→ Source document
§

Thresholding and MLAs were applied to a range of features derived from Sentinel-1 (SAR) and Sentinel-2 (multispectral) data. This included a range of existing and new water indices and texture measures. Five popular MLAs, namely DTs, RF, k-NN, c-SVM, and SVM, were considered. The study concludes by assessing the value of combining SAR and multispectral thresholding rules for mapping optically complex waterbodies.

2. Materials and Methods

2.1. Study Area

The study area is located in the Cape Winelands district of South Africa (Figure 1.). The focus area is about 40 × 45 km in size. The Cape Winelands district is the major wine and fruit producing region in South Africa. The area was chosen because of the optical complexity of the dams and reservoirs located therein.

§

→ Written instruction 1
Echo the water-mapping excerpt from "2. Materials and" to "reservoirs located therein.", word for word.
→ Written instruction 2
Collect each line of the records that contains the string "mountain", matching case exactly.
The water-mapping excerpt and the records come from unrelated sources.

[A block of data]
§

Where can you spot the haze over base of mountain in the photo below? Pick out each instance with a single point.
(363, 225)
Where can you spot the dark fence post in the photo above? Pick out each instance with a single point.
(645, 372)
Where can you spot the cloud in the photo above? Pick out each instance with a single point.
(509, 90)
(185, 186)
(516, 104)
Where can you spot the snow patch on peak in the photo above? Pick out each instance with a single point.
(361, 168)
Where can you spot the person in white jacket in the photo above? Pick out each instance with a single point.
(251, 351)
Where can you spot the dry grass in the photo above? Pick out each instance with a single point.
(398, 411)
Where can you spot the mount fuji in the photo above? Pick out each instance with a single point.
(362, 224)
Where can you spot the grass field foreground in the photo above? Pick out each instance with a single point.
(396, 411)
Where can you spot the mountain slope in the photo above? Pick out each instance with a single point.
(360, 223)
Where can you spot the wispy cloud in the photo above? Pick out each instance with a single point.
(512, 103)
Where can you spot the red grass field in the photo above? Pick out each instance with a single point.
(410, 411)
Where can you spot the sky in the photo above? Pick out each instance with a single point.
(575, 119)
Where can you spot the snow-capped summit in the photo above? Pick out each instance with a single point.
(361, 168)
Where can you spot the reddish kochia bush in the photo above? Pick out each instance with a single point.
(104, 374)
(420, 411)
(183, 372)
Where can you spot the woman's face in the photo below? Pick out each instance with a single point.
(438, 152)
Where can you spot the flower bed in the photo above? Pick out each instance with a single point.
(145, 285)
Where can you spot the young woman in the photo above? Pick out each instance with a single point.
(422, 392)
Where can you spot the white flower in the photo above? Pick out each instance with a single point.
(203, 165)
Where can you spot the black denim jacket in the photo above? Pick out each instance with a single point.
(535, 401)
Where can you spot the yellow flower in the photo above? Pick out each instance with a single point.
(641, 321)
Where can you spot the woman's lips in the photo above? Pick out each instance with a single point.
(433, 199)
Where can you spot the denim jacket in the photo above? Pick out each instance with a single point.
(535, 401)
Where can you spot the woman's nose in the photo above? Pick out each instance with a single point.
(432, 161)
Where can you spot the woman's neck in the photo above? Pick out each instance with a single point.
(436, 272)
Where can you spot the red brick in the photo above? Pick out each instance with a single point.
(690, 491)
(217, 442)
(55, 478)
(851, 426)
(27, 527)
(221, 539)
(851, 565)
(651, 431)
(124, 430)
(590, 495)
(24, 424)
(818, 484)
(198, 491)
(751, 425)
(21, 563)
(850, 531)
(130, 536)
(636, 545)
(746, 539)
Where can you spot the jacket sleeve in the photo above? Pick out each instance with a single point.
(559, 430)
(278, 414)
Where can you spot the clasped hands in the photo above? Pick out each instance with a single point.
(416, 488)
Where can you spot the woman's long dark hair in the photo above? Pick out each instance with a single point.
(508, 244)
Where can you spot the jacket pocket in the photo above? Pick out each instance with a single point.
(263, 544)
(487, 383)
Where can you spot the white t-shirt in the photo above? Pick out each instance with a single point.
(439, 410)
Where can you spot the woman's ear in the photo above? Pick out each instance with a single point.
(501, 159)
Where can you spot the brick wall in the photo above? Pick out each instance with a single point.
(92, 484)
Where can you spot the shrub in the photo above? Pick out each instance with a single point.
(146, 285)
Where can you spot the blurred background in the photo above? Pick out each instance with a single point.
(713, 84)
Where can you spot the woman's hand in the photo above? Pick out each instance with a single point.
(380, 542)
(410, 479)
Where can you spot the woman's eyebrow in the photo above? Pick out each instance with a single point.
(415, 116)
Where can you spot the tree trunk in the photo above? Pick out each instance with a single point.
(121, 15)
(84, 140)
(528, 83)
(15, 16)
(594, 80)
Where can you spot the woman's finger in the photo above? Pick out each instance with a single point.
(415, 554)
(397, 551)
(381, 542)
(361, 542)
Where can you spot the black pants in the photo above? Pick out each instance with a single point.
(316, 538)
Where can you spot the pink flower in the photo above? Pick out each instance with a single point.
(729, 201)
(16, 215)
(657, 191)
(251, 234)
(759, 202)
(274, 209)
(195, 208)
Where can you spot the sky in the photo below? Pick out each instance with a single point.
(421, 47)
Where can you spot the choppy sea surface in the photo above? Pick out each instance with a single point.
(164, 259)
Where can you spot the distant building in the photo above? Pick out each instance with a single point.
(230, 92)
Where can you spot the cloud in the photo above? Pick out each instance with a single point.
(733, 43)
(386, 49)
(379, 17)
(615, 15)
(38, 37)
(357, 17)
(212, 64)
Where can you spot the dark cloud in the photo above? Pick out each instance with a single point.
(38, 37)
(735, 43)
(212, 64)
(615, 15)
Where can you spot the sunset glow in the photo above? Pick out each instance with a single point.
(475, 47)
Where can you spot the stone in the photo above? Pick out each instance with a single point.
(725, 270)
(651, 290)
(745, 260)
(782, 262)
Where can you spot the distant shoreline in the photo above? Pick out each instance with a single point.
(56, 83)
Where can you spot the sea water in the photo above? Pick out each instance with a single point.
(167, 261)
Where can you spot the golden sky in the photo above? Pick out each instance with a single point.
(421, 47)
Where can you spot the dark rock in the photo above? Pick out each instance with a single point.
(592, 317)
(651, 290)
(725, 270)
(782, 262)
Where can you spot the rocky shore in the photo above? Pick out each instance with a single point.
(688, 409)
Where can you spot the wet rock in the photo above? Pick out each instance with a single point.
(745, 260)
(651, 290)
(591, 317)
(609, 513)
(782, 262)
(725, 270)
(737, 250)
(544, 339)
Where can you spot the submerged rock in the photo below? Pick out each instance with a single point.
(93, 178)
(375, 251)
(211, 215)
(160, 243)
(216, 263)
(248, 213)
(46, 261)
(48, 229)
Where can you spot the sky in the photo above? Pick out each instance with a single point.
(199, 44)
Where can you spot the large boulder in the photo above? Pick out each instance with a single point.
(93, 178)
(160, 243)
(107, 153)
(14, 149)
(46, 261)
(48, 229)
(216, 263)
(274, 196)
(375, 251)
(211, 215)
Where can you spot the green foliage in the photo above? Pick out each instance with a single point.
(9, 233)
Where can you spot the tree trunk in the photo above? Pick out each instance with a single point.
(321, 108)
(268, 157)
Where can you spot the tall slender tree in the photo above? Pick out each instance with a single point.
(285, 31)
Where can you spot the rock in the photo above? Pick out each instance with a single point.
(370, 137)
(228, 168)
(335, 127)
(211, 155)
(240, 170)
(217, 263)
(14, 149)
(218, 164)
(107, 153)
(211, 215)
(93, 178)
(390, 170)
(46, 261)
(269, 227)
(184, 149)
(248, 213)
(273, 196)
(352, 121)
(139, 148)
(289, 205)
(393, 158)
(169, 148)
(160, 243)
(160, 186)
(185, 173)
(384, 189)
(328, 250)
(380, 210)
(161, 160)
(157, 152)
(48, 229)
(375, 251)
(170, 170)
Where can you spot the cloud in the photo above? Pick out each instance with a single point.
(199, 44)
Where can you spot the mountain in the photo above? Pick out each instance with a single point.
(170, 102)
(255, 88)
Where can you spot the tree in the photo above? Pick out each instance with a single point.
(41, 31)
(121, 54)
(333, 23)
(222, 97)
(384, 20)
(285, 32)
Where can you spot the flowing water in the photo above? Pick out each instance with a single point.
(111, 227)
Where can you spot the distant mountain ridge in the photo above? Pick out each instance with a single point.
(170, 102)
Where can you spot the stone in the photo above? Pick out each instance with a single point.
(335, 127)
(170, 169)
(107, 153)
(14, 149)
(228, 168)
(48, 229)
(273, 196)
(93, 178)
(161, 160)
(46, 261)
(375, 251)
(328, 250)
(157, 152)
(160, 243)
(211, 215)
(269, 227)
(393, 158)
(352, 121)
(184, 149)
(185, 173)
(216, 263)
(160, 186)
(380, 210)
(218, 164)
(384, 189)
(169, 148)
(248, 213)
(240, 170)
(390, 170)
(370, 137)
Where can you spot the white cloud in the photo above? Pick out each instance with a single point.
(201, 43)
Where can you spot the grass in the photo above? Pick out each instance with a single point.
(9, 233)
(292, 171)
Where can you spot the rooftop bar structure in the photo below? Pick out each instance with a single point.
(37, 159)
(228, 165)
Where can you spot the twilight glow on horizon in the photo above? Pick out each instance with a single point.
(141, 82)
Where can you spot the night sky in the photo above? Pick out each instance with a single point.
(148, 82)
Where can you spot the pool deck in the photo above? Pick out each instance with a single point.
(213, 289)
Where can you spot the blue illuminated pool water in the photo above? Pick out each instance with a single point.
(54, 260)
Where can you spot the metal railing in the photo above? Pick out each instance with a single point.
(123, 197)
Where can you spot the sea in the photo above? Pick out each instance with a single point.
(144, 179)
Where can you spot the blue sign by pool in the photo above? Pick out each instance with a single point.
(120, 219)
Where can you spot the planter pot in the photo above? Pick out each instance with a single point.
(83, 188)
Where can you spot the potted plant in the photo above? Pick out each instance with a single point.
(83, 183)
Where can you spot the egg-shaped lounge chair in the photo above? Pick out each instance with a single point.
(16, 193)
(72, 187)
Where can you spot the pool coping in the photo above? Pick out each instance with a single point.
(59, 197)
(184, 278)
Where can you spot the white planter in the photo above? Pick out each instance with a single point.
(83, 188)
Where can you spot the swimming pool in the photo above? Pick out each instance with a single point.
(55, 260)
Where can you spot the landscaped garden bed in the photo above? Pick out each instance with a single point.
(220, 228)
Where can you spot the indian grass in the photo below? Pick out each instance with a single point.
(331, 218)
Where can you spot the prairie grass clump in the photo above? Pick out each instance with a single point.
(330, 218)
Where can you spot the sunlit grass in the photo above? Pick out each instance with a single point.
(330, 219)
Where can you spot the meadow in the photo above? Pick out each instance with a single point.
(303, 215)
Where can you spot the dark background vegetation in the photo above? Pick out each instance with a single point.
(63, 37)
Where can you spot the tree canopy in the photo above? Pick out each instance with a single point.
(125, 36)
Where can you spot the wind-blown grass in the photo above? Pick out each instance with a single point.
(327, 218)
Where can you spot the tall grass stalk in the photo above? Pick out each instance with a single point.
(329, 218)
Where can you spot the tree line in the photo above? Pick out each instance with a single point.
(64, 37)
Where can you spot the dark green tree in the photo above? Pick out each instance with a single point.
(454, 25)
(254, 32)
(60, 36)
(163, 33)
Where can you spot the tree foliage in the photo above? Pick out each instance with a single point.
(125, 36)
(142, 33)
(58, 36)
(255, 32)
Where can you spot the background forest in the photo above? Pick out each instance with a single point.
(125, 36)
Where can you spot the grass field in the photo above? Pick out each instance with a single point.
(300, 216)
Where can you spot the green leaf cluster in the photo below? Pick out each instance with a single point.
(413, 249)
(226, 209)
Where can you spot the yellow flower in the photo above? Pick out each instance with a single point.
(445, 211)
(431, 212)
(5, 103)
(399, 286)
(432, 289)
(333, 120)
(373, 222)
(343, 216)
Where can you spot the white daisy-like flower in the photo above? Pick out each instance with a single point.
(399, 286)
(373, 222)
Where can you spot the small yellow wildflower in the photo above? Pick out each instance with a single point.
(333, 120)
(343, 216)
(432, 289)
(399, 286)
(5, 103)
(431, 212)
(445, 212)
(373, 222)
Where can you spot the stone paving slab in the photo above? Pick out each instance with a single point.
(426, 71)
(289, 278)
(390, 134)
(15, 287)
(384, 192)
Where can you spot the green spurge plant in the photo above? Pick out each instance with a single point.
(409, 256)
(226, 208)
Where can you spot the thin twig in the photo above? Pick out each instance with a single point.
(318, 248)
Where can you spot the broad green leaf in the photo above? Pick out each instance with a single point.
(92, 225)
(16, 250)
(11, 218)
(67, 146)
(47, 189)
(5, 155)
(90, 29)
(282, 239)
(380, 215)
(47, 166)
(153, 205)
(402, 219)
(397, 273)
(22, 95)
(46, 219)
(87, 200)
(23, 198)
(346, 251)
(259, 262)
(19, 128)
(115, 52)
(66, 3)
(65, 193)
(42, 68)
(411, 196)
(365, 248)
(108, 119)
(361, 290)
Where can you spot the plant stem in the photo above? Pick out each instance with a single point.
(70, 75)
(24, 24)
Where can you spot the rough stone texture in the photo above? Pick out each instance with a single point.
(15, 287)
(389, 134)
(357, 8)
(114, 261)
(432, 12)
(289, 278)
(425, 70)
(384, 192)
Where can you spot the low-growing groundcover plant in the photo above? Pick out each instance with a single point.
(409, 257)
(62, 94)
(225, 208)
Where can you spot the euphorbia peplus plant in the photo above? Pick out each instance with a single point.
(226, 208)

§

→ Full output 1
2. Materials and Methods

2.1. Study Area

The study area is located in the Cape Winelands district of South Africa (Figure 1.). The focus area is about 40 × 45 km in size. The Cape Winelands district is the major wine and fruit producing region in South Africa. The area was chosen because of the optical complexity of the dams and reservoirs located therein.

→ Full output 2
Where can you spot the haze over base of mountain in the photo below? Pick out each instance with a single point.
Where can you spot the mountain slope in the photo above? Pick out each instance with a single point.
Where can you spot the mountain in the photo above? Pick out each instance with a single point.
Where can you spot the distant mountain ridge in the photo above? Pick out each instance with a single point.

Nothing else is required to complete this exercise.